> _Task directions_: The task here is to set down every line of the listing exactly.

──────── Dataset content

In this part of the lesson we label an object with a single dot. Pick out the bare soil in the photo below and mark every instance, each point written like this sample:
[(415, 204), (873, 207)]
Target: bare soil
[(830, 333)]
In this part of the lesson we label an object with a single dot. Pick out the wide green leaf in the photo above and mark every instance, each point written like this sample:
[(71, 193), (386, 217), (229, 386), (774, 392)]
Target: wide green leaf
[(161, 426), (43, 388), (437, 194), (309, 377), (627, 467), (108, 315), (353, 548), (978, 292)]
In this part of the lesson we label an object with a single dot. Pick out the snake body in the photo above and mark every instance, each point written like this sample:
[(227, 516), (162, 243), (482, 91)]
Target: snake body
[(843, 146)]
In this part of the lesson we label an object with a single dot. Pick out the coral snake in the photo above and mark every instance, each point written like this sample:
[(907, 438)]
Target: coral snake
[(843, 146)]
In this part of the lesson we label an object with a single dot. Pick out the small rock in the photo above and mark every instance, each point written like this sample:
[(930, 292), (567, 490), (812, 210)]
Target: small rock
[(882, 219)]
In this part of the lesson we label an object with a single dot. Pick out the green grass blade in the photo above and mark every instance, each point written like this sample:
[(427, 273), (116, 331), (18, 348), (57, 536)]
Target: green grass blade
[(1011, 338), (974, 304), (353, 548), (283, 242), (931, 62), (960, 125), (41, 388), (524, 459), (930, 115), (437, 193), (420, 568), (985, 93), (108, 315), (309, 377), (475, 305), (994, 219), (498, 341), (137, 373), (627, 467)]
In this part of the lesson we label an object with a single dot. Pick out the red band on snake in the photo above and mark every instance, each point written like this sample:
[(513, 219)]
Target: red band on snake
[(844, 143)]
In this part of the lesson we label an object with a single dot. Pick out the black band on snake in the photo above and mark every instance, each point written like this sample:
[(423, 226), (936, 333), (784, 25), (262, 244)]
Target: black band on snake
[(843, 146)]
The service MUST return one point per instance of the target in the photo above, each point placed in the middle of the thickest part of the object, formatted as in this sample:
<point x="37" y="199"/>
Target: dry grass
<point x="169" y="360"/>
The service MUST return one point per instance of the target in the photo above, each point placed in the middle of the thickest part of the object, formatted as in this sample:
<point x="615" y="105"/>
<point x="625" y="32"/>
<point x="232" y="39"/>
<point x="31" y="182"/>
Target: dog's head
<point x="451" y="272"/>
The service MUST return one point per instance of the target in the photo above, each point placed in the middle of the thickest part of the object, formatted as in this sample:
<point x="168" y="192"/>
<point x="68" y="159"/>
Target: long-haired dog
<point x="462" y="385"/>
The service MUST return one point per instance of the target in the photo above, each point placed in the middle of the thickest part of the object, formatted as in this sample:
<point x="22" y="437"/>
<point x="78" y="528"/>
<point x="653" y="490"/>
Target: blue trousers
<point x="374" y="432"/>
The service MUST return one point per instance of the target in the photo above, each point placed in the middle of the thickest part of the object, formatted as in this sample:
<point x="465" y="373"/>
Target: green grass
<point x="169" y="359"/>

────────────────

> _Result below_:
In this part of the lesson we label an object with a single dot. Pick out the bare soil in the photo below and mark every instance, each point written like this sample:
[(415, 204), (873, 207)]
Target: bare soil
[(830, 333)]
In this part of the lesson we label an object with a single dot. Pick out the wide green leaf in the photo above and mark every instance, each point written like this sample:
[(71, 193), (386, 217), (229, 386), (774, 392)]
Target: wide green leaf
[(161, 426), (43, 388), (437, 194), (309, 377), (627, 467), (108, 315), (353, 548), (978, 292)]
In this part of the lesson we label an object with a single dot. Pick out the snake body in the photo above and mark every instance, each point written like this sample:
[(227, 516), (162, 243), (482, 91)]
Target: snake body
[(843, 146)]
In this part of the lesson we label an object with a single dot. Pick out the coral snake in the photo above and mark every instance, each point written like this sample:
[(907, 438)]
Target: coral snake
[(843, 146)]
In this part of the lesson we label an object with a single dot. Pick out the small rock in the photo above and mark every instance, each point written like this sample:
[(930, 292), (567, 490), (812, 210)]
Target: small rock
[(882, 219)]
In this part of the lesson we label an object with a single dot. Pick out the green grass blade in the photo above and mark every instance, each point written like this sample:
[(427, 273), (116, 331), (18, 348), (57, 536)]
Target: green grass blade
[(1011, 338), (974, 304), (353, 548), (283, 242), (931, 62), (960, 125), (41, 388), (524, 459), (930, 115), (437, 193), (420, 568), (985, 93), (108, 315), (309, 377), (475, 305), (994, 219), (498, 341), (137, 373), (627, 467)]
In this part of the lesson we label an object with a single dot. Pick out the red band on snake in the photo above and mark every instance, each point written like this sample:
[(513, 219)]
Target: red band on snake
[(844, 143)]
In this part of the lesson we label an object with a single dot. Pick out the black band on snake in the photo above and mark every instance, each point written like this sample:
[(423, 226), (936, 333), (784, 25), (262, 244)]
Target: black band on snake
[(843, 146)]
The service MUST return one point per instance of the target in the photo above, each point placed in the middle of the thickest part of the object, formatted as in this sample:
<point x="37" y="199"/>
Target: dry grass
<point x="169" y="360"/>
The service MUST return one point per instance of the target in the photo above, each point placed in the middle of the thickest part of the object, formatted as in this sample:
<point x="615" y="105"/>
<point x="625" y="32"/>
<point x="232" y="39"/>
<point x="31" y="182"/>
Target: dog's head
<point x="451" y="272"/>
The service MUST return one point per instance of the target in the photo above, each point placed in the middle of the thickest part of the object, formatted as in this sample:
<point x="168" y="192"/>
<point x="68" y="159"/>
Target: long-haired dog
<point x="462" y="385"/>
The service MUST return one point per instance of the target in the photo above, each point placed in the middle of the thickest part of the object, formatted as in this sample:
<point x="22" y="437"/>
<point x="78" y="528"/>
<point x="653" y="490"/>
Target: blue trousers
<point x="374" y="432"/>
The service MUST return one point per instance of the target in the photo above, each point placed in the middle of the thickest part of the object, formatted as in this sample:
<point x="465" y="373"/>
Target: green grass
<point x="169" y="359"/>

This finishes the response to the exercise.